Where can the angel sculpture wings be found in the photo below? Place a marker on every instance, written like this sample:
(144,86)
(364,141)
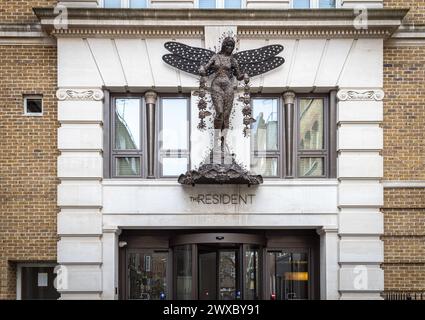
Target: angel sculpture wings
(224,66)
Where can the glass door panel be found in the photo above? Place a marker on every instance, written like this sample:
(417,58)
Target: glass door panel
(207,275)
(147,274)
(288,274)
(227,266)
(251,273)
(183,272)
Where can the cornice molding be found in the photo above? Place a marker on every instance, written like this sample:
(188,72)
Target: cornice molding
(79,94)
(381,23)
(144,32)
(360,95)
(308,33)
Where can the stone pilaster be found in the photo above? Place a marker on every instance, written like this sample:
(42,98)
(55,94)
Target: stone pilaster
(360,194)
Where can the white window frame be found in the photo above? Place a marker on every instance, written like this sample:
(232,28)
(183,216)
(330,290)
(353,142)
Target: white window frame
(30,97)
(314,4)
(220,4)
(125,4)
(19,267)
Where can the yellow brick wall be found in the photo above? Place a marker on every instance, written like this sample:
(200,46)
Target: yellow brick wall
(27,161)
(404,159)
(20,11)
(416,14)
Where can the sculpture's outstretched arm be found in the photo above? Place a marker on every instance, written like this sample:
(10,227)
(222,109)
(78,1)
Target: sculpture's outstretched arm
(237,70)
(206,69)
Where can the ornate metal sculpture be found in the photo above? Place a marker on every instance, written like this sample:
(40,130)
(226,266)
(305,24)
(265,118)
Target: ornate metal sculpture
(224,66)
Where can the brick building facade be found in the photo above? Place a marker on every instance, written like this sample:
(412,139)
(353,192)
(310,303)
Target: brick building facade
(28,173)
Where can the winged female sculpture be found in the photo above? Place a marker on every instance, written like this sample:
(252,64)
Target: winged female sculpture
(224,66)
=-=-=
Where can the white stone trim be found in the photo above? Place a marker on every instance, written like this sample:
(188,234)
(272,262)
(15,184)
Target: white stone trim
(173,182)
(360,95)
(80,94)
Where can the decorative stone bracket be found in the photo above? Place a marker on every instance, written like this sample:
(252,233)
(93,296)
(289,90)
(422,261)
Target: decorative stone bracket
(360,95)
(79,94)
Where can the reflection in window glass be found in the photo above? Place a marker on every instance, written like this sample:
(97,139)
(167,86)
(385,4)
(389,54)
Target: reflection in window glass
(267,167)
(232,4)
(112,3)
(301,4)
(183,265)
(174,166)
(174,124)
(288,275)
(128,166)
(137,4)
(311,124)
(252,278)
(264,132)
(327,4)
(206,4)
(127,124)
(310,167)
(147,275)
=-=-=
* [Your objective]:
Once you find the line with "Where can the stone" in the entries above, output it and each line after it up to and including the line with "Where can the white window", and nothing else.

* [Answer below]:
Where can the stone pilaster be found in the photo above? Place a marker on every instance, written like this sample:
(42,98)
(55,94)
Target: stone pilaster
(360,194)
Where can the white window frame be found in the photo above? Place a marker on every instance, written like this sample:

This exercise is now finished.